◆ **DATA**

=======

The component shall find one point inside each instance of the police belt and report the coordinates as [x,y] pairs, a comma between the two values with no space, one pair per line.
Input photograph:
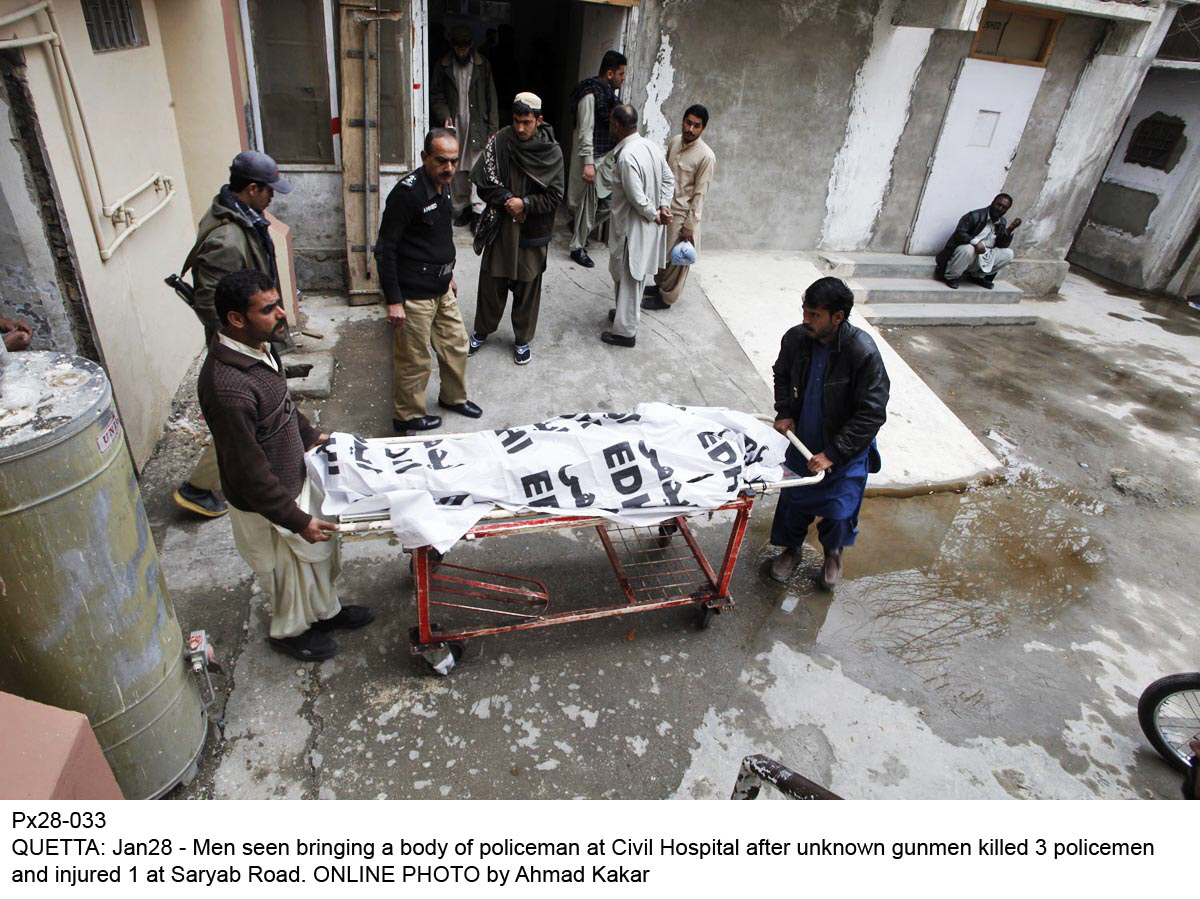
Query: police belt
[423,268]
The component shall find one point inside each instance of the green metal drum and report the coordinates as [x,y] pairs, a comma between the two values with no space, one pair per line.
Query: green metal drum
[85,622]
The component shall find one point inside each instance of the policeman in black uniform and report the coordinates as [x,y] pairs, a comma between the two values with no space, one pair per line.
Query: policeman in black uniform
[415,256]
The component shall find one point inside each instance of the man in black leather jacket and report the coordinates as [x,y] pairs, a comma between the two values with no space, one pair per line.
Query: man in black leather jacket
[832,391]
[978,247]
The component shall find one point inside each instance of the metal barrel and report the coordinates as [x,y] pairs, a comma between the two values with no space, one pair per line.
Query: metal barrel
[85,622]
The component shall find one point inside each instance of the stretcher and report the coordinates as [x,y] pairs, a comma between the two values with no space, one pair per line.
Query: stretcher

=======

◆ **EXERCISE AIM**
Reproduce the listing above exactly from the line containing "of the green" through its last line, with both of those lines included.

◆ **THE RESPONSE**
The component shall find one point inside each instance of the green metal drum and report the coordinates as [x,y] pairs, a comma between the two values with no space, one pair per line.
Query: green metal drum
[85,622]
The component shall find one point inside each instance of the policeman in black uniform and report the coordinates as [x,y] pairs, a comma between the two values with no space, one pair per line.
Query: policeman in black uniform
[415,256]
The component shall find one point inside each instance of the man in black leather jacket and report the coordinates as [x,y] pairs, a comma between the two values with no space, one pair per line.
Query: man in black leather jacket
[832,391]
[978,247]
The component shall find one point inside each instance of the metal barrel and report the coordinates as [x,y] pairs, a comma between the two values with no space, one pair per line.
Query: metal barrel
[85,622]
The component shall find one point inside each instance of the stretcher and report the coordinates as [x,y] pairs, a comma between the two values with no space, one pair per line.
Query: stretcher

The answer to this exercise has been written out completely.